> _TEXTABSCHNITT_:

Berechnet auf seine heutigen 122.000 Einwohner müsste Friedrichshain 87 Milliarden Dollar Entschädigungskosten an Afrika zurückzahlen. Zweierlei zeigt diese Kolonialismusrechnung: 1. Sie wird vom rassistischen Europa niemals beglichen werden und 2. Alle noch so mildtätigen Welthungerhilfe-, Brot für die Welt-, fairen Handelsunternehmungen und hiesigen Einwanderungszahlen sind eine Farce zur Beruhigung naiver Gemüter gegenüber der tatsächlichen historischen Schuld. Sie können nur auf lächerlich geringfügige und daher schäbige Weise etwas vortäuschen, was der Westen niemals bereit ist zu geben, einen gerechten Ausgleich für seinen wirtschaftlichen und sozialen Aufstieg auf Kosten anderer Kontinente. So war es im „kleineren Maßstab“ auch mit den Zwangsarbeitern. Die „Entschädigung“ der NS-Zwangsarbeiter bis 2007 konnte und wollte das Unrecht und das Leid nicht sühnen und war ein überaus günstiges moralisches Entschuldungsgeschäft der deutschen Industrie, der Kirchen und der Landwirtschaft, die alle an der NS-Zwangsarbeit verdient hatten. Den 1,5 Millionen überlebenden Opfern der NS-Zwangsarbeit wurden lediglich 4,37 Milliarden Euro ausgezahlt. Nach Berechnungen von Thomas Kuczynski hat der Entschädigungsanspruch von 14-15 Millionen Zwangsarbeitern bei umgerechnet 92 Milliarden Euro gelegen. An die Opfer jener deutschen Lokalgeschichte wird vom Kreuzbergmuseum und mit Stolpersteinen erinnert. Recherchen des Friedrichshainer Geschichtsvereins werden jedoch behindert, wenn nach den örtlichen Profiteuren der Zwangsarbeit geforscht wird. Kein Gedenktag und kein Gedenkstein erinnern an die mehr als Zehntausend Zwangsarbeiter, die hier lebten. Viele von ihnen starben in Friedrichshain.

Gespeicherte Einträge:
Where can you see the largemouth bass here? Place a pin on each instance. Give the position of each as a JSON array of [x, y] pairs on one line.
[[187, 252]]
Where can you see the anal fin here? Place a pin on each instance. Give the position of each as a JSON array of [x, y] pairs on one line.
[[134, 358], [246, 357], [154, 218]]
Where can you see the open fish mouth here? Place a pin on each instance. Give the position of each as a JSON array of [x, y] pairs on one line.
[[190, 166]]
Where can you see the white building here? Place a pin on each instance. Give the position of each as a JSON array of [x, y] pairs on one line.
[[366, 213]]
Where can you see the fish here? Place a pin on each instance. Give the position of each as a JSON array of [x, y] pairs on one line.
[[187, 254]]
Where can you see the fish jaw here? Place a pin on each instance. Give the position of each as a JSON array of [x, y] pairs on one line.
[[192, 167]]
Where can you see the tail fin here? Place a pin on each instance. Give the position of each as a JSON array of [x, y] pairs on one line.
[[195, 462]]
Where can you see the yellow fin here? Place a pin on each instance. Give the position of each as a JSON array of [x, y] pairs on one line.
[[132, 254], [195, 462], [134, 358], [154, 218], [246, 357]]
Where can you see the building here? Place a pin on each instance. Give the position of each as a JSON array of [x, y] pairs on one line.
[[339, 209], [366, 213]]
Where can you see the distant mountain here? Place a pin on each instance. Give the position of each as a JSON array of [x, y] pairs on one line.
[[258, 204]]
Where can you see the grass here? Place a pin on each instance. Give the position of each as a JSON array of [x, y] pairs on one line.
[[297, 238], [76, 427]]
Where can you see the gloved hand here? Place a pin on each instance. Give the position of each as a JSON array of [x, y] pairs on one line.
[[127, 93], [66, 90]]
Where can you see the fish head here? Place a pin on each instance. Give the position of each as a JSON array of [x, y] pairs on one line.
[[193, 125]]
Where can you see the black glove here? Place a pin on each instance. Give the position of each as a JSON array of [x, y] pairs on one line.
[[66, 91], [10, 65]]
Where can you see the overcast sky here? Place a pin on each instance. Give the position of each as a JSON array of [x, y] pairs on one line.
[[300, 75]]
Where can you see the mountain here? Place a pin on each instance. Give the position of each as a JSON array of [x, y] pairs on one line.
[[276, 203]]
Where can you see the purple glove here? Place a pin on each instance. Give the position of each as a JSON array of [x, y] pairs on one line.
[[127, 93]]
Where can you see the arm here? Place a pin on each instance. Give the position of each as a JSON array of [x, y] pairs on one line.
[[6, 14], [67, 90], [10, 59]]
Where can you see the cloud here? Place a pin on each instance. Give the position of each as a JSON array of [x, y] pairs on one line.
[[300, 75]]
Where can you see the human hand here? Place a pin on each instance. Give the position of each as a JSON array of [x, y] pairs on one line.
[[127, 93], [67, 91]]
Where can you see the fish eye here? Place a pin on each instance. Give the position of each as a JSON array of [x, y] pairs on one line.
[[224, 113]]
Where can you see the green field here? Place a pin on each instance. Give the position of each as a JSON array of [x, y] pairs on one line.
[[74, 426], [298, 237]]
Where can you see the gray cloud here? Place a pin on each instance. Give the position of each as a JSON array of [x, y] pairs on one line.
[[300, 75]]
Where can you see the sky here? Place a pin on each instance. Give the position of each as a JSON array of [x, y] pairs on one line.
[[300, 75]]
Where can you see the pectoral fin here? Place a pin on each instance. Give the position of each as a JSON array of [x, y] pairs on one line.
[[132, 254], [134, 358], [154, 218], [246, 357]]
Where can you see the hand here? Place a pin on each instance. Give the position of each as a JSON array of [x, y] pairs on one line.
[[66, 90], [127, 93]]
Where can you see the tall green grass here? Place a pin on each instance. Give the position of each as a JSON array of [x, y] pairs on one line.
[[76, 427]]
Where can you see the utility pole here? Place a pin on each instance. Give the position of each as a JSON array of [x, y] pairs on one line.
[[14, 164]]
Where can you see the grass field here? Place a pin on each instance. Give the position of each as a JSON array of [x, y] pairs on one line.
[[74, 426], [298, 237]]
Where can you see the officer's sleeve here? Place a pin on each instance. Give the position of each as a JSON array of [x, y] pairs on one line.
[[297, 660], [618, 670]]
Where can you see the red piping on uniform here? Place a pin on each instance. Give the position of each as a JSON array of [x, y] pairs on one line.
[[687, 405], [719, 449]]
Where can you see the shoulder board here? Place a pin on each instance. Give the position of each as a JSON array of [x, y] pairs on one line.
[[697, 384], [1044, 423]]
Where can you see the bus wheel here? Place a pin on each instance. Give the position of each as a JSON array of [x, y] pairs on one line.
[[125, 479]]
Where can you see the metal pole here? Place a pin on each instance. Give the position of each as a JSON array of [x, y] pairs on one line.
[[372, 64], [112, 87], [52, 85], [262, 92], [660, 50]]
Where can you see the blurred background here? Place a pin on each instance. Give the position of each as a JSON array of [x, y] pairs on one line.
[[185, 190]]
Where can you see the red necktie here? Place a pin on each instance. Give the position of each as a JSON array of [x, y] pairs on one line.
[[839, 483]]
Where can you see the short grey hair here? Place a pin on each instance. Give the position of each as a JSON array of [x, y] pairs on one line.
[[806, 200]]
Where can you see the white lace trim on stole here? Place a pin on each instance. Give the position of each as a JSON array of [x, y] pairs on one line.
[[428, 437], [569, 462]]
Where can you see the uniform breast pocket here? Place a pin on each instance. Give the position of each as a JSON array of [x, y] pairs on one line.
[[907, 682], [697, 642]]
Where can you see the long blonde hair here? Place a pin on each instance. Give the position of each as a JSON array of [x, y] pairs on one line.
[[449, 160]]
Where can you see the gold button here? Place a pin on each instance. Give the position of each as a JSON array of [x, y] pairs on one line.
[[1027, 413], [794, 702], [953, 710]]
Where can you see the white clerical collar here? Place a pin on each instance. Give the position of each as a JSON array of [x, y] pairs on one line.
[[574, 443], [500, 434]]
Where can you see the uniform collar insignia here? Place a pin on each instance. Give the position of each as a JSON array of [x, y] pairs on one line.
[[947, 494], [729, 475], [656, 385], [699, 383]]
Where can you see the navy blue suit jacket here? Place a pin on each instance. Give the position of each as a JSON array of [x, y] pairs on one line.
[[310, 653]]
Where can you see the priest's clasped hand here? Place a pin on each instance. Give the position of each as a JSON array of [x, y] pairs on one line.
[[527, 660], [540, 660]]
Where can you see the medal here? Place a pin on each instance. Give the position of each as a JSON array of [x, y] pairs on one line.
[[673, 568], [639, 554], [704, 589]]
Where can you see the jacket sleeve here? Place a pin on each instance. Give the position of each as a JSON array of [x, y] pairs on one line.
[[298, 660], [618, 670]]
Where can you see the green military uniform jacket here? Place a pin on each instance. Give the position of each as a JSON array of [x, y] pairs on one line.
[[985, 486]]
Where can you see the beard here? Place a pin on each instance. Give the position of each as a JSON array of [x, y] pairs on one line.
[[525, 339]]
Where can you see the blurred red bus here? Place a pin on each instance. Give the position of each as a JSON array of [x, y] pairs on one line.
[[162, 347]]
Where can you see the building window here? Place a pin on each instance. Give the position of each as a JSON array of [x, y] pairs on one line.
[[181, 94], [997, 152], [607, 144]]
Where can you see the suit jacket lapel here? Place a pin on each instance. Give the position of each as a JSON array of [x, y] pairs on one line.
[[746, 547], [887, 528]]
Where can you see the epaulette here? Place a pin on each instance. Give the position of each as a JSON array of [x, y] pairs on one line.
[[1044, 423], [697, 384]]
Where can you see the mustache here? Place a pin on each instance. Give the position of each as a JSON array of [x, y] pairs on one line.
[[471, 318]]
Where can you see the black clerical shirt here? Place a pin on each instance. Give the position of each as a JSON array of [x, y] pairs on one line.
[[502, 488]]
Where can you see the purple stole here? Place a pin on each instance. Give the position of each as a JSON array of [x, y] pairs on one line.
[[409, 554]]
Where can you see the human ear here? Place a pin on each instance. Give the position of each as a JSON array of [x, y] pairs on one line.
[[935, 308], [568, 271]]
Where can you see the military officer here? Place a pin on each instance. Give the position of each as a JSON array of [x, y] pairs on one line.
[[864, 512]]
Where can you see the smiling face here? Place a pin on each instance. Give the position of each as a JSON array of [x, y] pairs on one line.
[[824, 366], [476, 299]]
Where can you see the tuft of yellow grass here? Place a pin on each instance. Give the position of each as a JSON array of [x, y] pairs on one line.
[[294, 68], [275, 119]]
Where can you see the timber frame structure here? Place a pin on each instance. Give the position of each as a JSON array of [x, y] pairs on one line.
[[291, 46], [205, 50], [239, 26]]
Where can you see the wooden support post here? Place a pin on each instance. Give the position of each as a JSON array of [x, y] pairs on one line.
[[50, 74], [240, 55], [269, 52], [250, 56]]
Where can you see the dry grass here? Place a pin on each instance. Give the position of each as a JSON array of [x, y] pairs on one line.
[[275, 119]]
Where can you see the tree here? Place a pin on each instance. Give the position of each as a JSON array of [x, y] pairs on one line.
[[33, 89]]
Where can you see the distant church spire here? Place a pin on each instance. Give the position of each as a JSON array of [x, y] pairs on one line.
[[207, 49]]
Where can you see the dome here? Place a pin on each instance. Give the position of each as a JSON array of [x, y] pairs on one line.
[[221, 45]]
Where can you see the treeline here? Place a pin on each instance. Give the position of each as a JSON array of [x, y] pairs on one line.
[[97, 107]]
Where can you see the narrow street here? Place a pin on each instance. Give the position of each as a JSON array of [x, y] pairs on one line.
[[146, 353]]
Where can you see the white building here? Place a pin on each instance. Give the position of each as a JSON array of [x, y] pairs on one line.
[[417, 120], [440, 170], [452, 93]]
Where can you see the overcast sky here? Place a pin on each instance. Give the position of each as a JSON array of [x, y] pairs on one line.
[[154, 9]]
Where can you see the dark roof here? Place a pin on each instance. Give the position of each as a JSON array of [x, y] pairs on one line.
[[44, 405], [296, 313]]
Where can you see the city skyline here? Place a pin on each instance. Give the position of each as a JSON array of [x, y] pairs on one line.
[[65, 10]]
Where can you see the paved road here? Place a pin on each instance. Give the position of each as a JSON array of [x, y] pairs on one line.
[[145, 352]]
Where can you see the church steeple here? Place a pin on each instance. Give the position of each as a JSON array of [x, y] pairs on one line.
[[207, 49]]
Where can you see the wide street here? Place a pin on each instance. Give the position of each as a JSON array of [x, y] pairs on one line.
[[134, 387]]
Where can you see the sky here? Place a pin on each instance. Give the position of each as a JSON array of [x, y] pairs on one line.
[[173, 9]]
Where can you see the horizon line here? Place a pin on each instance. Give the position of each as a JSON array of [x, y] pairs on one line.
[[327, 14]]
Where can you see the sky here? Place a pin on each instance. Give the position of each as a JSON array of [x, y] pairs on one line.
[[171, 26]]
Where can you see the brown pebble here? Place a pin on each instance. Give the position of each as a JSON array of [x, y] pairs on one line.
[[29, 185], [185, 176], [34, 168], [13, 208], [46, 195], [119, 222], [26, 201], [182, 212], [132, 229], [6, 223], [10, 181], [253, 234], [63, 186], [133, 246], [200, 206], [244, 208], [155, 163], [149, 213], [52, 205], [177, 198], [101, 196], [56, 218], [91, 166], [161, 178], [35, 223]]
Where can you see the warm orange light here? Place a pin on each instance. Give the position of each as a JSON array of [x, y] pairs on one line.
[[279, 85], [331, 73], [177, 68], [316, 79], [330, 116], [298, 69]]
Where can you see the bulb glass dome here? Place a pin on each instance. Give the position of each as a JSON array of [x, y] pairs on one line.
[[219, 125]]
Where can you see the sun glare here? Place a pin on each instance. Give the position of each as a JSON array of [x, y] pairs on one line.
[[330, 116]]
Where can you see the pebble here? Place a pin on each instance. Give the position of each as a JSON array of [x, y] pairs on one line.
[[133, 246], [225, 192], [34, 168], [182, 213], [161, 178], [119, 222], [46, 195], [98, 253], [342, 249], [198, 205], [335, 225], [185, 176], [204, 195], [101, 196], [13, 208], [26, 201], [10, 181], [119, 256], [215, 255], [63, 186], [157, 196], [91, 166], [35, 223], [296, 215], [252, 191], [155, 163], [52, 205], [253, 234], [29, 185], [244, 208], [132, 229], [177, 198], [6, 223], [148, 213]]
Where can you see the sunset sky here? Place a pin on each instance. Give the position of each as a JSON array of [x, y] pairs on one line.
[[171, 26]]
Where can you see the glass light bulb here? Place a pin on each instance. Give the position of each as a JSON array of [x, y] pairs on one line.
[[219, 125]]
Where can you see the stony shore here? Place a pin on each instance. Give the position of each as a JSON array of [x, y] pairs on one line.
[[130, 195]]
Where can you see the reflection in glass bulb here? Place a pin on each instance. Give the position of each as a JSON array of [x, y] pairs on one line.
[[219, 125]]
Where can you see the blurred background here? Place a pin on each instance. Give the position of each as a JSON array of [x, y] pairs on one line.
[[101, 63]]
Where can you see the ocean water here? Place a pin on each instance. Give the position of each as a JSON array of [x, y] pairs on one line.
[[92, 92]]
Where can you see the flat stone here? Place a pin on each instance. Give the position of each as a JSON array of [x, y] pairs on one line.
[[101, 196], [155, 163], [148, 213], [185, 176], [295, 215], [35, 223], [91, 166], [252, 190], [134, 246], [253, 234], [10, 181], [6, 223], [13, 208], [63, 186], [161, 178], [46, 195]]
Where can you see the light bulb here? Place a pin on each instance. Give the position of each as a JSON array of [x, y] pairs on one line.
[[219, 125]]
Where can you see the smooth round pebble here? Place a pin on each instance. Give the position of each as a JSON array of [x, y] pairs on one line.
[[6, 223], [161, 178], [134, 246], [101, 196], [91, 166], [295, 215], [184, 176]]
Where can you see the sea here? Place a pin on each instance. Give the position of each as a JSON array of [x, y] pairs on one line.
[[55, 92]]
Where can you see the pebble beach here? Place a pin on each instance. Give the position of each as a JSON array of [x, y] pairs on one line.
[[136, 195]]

> _ANWEISUNGEN_:
A: Beantworte diese Fragen zum Textabschnitt:
(i) Wie viele Einwohner hat Friedrichshain heute?
(ii) Welcher Betrag wurde den überlebenden Opfern der NS-Zwangsarbeit ausgezahlt?
(iii) Wo und wie wird an die Opfer jener deutschen Lokalgeschichte erinnert?
B: Multipliziere in den Einträgen jede Koordinate in den Antworten mit 0,55 und runde auf ganze Zahlen, wobei ,5 aufgerundet wird. Gib nur die Zeilen von der Zeile mit „Where can you see the shoulder“ bis zur Zeile mit „[[125, 479]]“ (beide eingeschlossen) samt Aufforderungen erneut aus.
Die Einträge haben mit dem Textabschnitt nichts zu tun.

> _LÖSUNGEN_:
A:
(i) 122.000 Einwohner
(ii) 4,37 Milliarden Euro
(iii) Vom Kreuzbergmuseum und mit Stolpersteinen

B:
Where can you see the shoulder board here? Place a pin on each instance. Give the position of each as a JSON array of [x, y] pairs on one line.
[[383, 211], [574, 233]]
Where can you see the bus wheel here? Place a pin on each instance. Give the position of each as a JSON array of [x, y] pairs on one line.
[[69, 263]]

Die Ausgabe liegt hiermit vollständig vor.